• _STATED GOAL A_
In the debate on milk prices, what levy on milk producers does the speaker want removed?
• _STATED GOAL B_
According to the debate on milk prices, why does the speaker equate the levy with practically 2d. per lb. on butter?
• _STATED GOAL C_
Resume the debate on milk prices after its final line.

• _TEXT TO READ_
.....
The moment we got back Deputy O'Malley took up the cudgels in asking question after question about the price of milk. In that he was helped out by Deputy Corry, supported by a Deputy who is no longer a member of this House. Why does Deputy O'Malley or Deputy Corry not raise their voices in the House on this matter now? When our Government was in office they were raising questions all the time about the price of milk but I should like to hear something from them on the matter to-night. As I said, Sir, I shall be brief and I should like to give these Deputies a chance to get in and explain their attitude now.

Is it not time to take off the levy of 17/- per cwt. on the milk producers of this country and give it back to them? That is practically 2d. per lb. on butter if it takes three gallons of milk to produce one lb. of butter.

The Deputy must have very bad cows.
.....
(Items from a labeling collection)

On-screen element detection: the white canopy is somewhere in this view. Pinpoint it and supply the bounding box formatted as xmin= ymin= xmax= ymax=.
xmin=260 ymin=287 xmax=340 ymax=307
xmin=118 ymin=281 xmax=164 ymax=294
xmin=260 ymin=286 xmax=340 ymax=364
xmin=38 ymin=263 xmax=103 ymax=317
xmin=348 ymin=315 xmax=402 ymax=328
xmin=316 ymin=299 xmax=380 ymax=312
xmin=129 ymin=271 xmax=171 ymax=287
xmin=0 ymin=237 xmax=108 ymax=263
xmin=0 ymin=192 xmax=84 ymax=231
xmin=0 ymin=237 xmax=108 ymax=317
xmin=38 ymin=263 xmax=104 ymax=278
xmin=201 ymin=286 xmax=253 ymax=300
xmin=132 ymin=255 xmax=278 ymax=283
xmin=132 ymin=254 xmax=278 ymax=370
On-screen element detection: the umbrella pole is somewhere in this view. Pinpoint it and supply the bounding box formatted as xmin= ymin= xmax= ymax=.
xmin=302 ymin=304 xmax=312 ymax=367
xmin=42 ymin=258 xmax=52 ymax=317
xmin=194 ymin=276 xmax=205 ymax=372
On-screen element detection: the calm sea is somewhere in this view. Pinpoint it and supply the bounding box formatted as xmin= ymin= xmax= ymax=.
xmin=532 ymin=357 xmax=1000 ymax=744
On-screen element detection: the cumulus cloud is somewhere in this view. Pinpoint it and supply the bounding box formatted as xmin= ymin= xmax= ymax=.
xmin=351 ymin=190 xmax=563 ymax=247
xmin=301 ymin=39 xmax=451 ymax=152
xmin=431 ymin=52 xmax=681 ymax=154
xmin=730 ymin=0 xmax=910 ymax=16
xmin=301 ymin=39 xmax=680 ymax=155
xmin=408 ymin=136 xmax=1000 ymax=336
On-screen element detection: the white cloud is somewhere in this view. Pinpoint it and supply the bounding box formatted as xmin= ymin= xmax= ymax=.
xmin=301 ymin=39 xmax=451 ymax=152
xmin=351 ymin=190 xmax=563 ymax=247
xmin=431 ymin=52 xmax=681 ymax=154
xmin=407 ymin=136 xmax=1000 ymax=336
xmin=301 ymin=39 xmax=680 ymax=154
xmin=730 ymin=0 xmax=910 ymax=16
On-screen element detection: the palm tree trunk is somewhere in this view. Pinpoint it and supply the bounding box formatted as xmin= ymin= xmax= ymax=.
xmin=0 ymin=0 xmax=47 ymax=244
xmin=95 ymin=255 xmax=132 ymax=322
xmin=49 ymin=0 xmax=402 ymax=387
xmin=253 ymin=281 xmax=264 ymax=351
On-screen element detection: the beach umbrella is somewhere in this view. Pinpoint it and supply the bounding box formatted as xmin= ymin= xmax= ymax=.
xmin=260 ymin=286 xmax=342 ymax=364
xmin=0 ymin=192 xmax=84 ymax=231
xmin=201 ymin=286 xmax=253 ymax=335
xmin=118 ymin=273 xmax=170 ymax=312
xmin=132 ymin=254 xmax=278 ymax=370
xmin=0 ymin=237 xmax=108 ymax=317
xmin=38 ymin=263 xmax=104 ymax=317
.....
• _FINAL RESULT A_
A levy of 17/- per cwt.

• _FINAL RESULT B_
The speaker bases that figure on the assumption that three gallons of milk are needed to produce one lb. of butter. On that basis, the levy of 17/- per cwt. on milk works out to practically 2d. per lb. of butter.

• _FINAL RESULT C_
Take the case of a small farmer who keeps eight cows. About 500 gallons per cow is the average. He sends approximately 4,000 gallons of milk to the creamery in any lactation period. That is 1,333 lb. of butter and at the rate of 2d. a lb. that farmer is savaged to the tune of £11 2s., if not more. The price of butter has increased in the British market by about 100/- per cwt. since that levy was put on so it is more than time that that levy should be abolished. In fact, the Government should go further and refund to the farmers the amount that he has taken from them.

The Minister went back to 1939 and said that the farmers are now getting three times the price for their milk that they got then. Why did he not go back to 1839 and say what was happening then? The price of milk has increased from the 5d. or 6d. a gallon it was then to the present price but why did the Minister not refer to the fact that everything the farmer has to buy, the cost of living and the cost of labour has also increased? The price of farm tools has gone up by from four to six times what it was.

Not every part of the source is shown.